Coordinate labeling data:
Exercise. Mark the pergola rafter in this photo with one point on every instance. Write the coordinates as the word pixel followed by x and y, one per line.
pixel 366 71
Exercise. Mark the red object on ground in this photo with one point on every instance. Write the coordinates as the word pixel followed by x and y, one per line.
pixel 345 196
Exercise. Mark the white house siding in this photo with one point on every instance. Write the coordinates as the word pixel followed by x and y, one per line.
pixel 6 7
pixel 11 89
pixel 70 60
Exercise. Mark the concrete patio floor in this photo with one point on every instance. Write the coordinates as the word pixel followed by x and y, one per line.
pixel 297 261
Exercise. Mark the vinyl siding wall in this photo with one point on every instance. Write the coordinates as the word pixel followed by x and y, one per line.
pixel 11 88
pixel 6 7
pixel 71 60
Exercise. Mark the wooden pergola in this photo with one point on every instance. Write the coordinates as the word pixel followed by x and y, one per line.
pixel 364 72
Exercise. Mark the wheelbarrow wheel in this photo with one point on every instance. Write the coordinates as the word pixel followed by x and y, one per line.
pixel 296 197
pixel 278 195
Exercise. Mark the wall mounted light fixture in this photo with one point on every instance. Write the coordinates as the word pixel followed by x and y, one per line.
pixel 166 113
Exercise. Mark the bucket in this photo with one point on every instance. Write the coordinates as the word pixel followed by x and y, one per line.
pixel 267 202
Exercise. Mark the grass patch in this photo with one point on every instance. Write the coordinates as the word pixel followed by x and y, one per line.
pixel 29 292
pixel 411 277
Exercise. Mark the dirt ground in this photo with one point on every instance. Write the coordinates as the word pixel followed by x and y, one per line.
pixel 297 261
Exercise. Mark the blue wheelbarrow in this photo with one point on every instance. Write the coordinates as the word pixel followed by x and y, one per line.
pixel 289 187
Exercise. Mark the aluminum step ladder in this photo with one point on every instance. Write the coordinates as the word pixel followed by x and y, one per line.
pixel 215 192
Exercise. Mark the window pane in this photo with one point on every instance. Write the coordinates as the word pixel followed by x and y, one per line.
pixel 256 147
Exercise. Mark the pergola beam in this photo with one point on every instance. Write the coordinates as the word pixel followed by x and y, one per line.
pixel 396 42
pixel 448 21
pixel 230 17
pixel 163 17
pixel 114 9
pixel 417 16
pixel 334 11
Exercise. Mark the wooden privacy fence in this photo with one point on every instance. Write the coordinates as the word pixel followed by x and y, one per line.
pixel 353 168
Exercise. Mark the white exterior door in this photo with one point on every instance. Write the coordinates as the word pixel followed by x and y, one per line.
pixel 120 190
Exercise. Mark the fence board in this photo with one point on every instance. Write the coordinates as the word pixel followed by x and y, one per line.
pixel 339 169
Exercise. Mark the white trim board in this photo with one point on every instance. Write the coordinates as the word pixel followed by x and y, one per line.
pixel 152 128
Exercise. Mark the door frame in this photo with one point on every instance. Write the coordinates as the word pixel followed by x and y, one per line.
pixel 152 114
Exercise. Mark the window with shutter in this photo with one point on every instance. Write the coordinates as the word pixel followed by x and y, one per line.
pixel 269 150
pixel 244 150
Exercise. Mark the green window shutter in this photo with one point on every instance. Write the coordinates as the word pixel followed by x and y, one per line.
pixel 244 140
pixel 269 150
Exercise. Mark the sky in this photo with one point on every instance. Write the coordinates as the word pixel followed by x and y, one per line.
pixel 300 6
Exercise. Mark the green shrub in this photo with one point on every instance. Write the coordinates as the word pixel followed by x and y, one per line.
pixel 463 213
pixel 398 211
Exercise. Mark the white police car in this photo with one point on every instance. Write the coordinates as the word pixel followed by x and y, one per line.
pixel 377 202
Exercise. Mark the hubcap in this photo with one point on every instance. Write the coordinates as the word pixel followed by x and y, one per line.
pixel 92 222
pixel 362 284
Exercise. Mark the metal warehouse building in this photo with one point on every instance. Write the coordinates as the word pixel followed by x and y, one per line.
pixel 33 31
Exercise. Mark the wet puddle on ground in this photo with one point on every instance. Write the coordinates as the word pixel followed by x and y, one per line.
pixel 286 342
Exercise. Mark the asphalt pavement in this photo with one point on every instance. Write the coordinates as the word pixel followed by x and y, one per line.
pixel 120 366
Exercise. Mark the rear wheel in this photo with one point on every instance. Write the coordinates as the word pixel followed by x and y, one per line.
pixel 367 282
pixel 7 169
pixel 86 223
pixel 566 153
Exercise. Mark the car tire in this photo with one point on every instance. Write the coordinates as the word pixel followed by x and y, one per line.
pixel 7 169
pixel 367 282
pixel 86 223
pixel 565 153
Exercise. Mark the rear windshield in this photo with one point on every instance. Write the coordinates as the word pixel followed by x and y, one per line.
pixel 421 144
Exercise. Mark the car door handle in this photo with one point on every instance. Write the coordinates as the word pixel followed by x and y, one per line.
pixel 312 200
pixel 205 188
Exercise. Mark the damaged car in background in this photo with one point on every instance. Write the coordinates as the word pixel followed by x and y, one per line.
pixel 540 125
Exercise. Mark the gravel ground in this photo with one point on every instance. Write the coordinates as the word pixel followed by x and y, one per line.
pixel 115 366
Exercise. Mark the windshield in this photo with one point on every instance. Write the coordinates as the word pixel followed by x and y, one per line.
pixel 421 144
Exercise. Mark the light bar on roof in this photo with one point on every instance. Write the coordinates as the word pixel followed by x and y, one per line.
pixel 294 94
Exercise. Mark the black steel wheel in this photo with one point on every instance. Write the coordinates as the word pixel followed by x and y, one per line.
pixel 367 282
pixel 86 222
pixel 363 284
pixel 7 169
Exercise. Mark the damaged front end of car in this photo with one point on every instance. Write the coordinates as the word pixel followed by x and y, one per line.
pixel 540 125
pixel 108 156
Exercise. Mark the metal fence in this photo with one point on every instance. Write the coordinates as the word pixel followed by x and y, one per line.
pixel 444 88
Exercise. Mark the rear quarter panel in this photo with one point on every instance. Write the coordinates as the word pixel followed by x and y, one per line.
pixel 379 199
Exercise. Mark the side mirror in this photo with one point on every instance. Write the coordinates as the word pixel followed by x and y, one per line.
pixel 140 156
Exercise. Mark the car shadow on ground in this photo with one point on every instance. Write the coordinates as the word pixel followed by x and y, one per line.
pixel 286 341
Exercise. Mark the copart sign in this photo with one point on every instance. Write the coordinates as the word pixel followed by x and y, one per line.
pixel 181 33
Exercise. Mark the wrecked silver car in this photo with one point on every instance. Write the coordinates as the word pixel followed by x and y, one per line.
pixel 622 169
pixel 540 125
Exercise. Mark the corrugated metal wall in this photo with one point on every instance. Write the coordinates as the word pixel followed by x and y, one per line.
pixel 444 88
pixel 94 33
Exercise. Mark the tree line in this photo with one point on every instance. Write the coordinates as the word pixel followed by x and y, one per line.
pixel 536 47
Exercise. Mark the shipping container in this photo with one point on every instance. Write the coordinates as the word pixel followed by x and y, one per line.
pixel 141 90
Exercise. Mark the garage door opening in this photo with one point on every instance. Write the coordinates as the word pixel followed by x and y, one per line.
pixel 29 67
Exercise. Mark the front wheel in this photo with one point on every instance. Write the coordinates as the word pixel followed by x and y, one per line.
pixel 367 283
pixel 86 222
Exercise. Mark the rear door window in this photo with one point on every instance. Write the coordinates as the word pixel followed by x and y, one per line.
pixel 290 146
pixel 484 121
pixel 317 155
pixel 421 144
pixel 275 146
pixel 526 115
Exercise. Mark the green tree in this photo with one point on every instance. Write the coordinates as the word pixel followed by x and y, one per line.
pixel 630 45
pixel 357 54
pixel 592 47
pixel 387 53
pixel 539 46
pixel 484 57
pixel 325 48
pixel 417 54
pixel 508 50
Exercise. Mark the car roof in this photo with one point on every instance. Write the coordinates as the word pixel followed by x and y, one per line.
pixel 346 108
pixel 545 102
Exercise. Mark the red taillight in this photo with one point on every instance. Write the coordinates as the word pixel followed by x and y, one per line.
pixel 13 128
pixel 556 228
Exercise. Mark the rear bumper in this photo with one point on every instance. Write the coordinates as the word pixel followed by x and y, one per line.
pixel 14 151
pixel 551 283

Do this: Retype the material from its first line through the line containing "pixel 278 195", with both ends included and every line copied exactly.

Exercise answer:
Exercise. Mark the pergola rafter in this photo with one point on every instance. Write the coordinates as the word pixel followed by x and y, one per line.
pixel 366 71
Exercise. Mark the red object on ground in this photo with one point on every instance. Write the coordinates as the word pixel followed by x and y, one per line.
pixel 345 196
Exercise. Mark the white house siding in this photo with one point on every instance. Write the coordinates as the word pixel followed by x and y, one per line.
pixel 6 7
pixel 11 89
pixel 70 60
Exercise. Mark the concrete patio floor in this photo with one point on every instance. Write the coordinates as the word pixel followed by x and y, one per line.
pixel 297 261
Exercise. Mark the vinyl siding wall in this photo with one point on every instance. Write the coordinates as the word pixel followed by x and y, one per line.
pixel 11 88
pixel 6 7
pixel 71 60
Exercise. Mark the wooden pergola in this photo with one point on every instance. Write the coordinates as the word pixel followed by x and y, one per line.
pixel 364 72
Exercise. Mark the wheelbarrow wheel in this photo with one point on every instance. Write the coordinates as the word pixel followed by x and y, one per line.
pixel 296 197
pixel 278 195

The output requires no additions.